_課題_: 本文の「② 志望校の過去問に一度触れてみる」について、この時期に志望校の過去問に触れるとよい理由を、本文の記述に沿って1〜3文で説明せよ。

_本文_:
+++

中学受験に挑む小学6年生にとって、6月から7月にかけての時期は「勝負の夏」の入り口となる時期です。

しかしこの時期、多くの受験生や保護者が焦りや不安を感じるのも事実です。今回は、6月から7月にかけて、特に多くのご家庭で見られるお悩みと、その具体的な対処法について考えてみたいと思います。


◆ 悩み1:模試の結果が思うように出ない

:「夏前の模試で偏差値が思うように伸びないし、志望校の判定が良くありません。このままで間に合うのか不安です」といった不安を感じることもあるのではないかと思います。

以前のブログ記事(模試と「五喜一憂」)にもお書きしましたが、模試の偏差値や判定はあくまでも「目安」であり、戦略を決める「材料」にすぎません。模試で本当に大切なのは「結果」より「中身」です。模試での間違いを「宝物」と感じてそれとどれだけ真摯に向き合えるかで今後の学力の伸びが変わってきます。


【お悩み解決のポイント】

:模試は「結果を見る」のではなく、「課題を発見するツール」として使いましょう。


① 全体の正答率が高い問題で、間違えている場合には優先的に見直す

解き直しノートを作って、「次に同じ問題が出たら解ける」状態を作っておきましょう。


② 志望校の過去問に一度触れてみる

意外に、模試の問題と志望校の問題には差があるかもしれません。特に、中堅校の問題には模試よりも易しい問題が出題されていることもしばしば。模試との出題傾向の違いに気づくことで、気持ちが切り替わりますし、時期的にも志望校の出題傾向を意識し始めて良い時期です。


③ 点数よりも「解き方」や「時間配分」の反省を重視する

「どの問題から解くか」、「時間配分をどうするか」、「解くべき問題がしっかり解けているか」などの試験テクニックについて、再度確認してみましょう。こうした技術の向上が秋以降の成績の伸びにつながるかもしれません。「試験慣れ」というのは、ただ試験の回数を受ければ良いというわけではありません。どれだけ意識的に試験と向き合うかで「慣れ」の深度が変わってきます。

+++

_データ行_:
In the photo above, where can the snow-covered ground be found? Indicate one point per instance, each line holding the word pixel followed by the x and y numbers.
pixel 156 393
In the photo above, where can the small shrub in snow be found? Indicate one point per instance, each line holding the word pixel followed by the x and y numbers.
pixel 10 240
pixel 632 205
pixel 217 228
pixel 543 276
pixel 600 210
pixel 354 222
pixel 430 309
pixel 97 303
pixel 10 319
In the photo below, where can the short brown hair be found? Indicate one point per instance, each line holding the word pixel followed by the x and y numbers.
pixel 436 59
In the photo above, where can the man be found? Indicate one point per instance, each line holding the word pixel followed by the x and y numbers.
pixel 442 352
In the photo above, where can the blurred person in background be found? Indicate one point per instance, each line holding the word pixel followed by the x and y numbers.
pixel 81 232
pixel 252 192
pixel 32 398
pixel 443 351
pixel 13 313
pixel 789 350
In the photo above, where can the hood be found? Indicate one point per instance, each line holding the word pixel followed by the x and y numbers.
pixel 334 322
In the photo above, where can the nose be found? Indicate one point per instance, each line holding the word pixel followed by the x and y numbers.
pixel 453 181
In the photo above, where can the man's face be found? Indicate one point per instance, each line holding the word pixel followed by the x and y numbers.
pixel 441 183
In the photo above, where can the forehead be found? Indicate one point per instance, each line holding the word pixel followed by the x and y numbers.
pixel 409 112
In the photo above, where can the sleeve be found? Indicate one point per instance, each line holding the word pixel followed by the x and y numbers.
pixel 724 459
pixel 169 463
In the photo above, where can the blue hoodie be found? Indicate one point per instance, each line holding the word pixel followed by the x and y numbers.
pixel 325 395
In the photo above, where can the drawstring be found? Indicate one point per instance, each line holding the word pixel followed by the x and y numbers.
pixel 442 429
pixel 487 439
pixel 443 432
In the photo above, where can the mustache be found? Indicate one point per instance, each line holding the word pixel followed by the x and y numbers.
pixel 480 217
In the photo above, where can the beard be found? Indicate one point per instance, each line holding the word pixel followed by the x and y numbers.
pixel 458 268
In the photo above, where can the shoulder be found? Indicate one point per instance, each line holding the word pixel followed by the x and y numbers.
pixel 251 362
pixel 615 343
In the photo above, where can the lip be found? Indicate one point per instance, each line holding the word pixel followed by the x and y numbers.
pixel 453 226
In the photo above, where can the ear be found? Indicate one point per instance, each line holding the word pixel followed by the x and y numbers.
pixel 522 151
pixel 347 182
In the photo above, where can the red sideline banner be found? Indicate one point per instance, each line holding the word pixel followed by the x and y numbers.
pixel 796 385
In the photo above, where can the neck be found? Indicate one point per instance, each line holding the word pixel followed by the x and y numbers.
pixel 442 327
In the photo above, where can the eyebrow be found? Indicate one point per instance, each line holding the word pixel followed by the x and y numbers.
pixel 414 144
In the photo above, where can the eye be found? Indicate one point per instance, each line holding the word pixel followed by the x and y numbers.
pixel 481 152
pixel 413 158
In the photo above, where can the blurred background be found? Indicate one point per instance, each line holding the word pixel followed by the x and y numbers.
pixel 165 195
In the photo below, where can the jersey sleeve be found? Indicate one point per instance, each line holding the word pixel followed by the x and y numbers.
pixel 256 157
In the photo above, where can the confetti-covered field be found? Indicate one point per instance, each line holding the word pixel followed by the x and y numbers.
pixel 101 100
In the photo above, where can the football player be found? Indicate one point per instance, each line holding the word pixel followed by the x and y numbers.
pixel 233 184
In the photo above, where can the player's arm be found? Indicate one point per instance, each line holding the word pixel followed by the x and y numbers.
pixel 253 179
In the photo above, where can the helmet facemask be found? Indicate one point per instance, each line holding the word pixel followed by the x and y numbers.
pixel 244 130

+++

_回答_: 模試の問題と志望校の問題には差があることがあり、特に中堅校では模試より易しい問題がしばしば出題されるからである。その出題傾向の違いに気づくと気持ちが切り替わる。また、時期的にも志望校の出題傾向を意識し始めてよい頃だからである。